TEXT PROVIDED start
I share the conservative position that it is a bad idea to increase taxes on anybody during a recession.  In fact, the consensus among economists is that a mix of tax cuts and spending increases is the best way to get out of a recession.  Thus, our current recession is not the right time to increase the income-tax rate for the rich.  But what about increasing those taxes next year? 

Unlike most Republicans, I don’t think that you can routinely increase government revenue by cutting taxes.  That defies common sense.  As an old sage once said, “That’s so stupid that only an intellectual (ideologue) could believe it.”  There are, however, unusual situations where a tax cut could result in a long-term increase in government revenues, and those situations are described by the Laffer Curve.  This is an the economic theory from Arthur Laffer suggesting that increasing tax rates beyond a certain point will become counterproductive for raising further tax revenue because of diminishing returns.  The problem with the Laffer Curve is that it doesn’t lend itself to objective analysis and, therefore, there has been no consensus about what is the revenue-maximizing tax rate – some suggest 70%; others say 20%.  The Laffer Curve was first articulated in 1974 and became a part of Ronald Reagan’s Reaganomics – i.e., supply-side economics.

Similar to the Laffer curve is the Hauser’s Law, a theory proposed in 1993 by an investment economist – Kurt Hauser.  According to Hauser, federal tax revenues in post-War America will be equal to approximately 19.5% of GDP, regardless of what the top marginal tax rate is.  In 2009, however, tax receipts dropped to 15%, and many critics believe this theory reflects past experience, but does little to predict future results.  I agree – Hauser’s Law defies common sense and is so stupid that only an ideologue could believe it.  If it were to be believed, federal government will always be approximately one-fifth of the America’s GDP.  That makes no sense.  Americans will decide how socialistic we want our government to be.  If Obama has his way, and America becomes a welfare state like Europe, I have no doubt that government receipts will exceed 19.5%, just like they do in Europe.  Although most Americans are opposed to a Europe-style economy, there is no question that those economies are not total disasters for those democracies.  Rather, the citizens are receiving the government they want and are willing to pay for.
TEXT PROVIDED end
DATA PROVIDED start
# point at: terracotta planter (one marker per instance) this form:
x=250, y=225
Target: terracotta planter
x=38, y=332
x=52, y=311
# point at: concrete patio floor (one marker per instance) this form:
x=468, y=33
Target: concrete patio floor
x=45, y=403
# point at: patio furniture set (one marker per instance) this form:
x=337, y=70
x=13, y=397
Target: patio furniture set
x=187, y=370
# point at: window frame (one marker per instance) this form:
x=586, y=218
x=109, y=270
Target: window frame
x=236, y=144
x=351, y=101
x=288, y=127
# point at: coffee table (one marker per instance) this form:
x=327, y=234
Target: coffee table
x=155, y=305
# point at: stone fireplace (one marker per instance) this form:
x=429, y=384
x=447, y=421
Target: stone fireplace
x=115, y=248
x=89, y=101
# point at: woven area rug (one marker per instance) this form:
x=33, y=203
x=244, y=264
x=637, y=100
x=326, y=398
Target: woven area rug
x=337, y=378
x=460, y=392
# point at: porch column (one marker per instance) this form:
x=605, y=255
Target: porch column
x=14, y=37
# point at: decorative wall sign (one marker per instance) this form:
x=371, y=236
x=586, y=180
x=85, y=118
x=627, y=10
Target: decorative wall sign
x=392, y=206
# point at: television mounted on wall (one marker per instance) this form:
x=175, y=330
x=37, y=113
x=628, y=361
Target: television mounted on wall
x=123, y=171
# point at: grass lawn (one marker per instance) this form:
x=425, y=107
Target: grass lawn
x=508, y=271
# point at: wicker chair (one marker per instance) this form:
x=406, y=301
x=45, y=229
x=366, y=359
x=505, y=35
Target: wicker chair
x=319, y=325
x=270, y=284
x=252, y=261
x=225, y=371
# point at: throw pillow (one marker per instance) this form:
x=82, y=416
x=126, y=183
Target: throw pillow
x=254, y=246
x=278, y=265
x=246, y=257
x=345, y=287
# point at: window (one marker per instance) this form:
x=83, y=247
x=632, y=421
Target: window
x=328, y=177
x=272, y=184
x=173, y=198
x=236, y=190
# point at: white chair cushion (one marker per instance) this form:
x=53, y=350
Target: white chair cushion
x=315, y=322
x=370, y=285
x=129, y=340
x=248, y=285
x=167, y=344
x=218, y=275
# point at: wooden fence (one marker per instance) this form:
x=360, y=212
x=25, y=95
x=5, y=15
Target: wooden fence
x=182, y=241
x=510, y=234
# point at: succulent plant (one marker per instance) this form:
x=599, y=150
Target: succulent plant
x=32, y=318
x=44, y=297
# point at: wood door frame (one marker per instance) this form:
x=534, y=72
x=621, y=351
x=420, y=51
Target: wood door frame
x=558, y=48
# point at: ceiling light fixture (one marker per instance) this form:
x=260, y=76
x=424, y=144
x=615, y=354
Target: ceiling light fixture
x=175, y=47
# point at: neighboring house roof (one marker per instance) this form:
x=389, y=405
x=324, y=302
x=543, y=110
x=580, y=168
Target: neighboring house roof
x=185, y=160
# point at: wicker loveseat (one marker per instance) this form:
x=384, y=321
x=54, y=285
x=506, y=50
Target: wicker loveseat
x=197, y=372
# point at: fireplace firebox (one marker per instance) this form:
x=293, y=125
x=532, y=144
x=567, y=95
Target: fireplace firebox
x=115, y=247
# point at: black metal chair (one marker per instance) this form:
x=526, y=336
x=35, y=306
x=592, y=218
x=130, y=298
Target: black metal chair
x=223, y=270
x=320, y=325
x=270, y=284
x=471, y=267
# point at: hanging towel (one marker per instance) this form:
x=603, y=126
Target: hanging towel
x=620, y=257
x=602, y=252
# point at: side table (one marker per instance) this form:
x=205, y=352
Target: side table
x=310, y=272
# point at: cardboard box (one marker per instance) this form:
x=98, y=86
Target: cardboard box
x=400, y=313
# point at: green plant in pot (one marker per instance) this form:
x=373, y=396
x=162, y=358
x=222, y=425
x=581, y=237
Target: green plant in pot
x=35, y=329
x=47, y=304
DATA PROVIDED end
§ PROBLEMS TO WORK ON
1. According to the tax-policy text, why has there been no consensus about the revenue-maximizing tax rate under the Laffer Curve?
2. In the data items, substitute "rattan chair" for each occurrence of "wicker chair", beginning at the line that has "# point at: grass" and stopping after the line that has "x=218, y=275". Return only those lines, with everything else left unchanged.

§ RESPONSES FOR EACH TASK
1. The Laffer Curve does not lend itself to objective analysis. As a result, there has been no agreement on the revenue-maximizing rate: some suggest 70% and others say 20%.

2.
# point at: grass lawn (one marker per instance) this form:
x=425, y=107
Target: grass lawn
x=508, y=271
# point at: rattan chair (one marker per instance) this form:
x=406, y=301
x=45, y=229
x=366, y=359
x=505, y=35
Target: rattan chair
x=319, y=325
x=270, y=284
x=252, y=261
x=225, y=371
# point at: throw pillow (one marker per instance) this form:
x=82, y=416
x=126, y=183
Target: throw pillow
x=254, y=246
x=278, y=265
x=246, y=257
x=345, y=287
# point at: window (one marker per instance) this form:
x=83, y=247
x=632, y=421
Target: window
x=328, y=177
x=272, y=184
x=173, y=198
x=236, y=190
# point at: white chair cushion (one marker per instance) this form:
x=53, y=350
Target: white chair cushion
x=315, y=322
x=370, y=285
x=129, y=340
x=248, y=285
x=167, y=344
x=218, y=275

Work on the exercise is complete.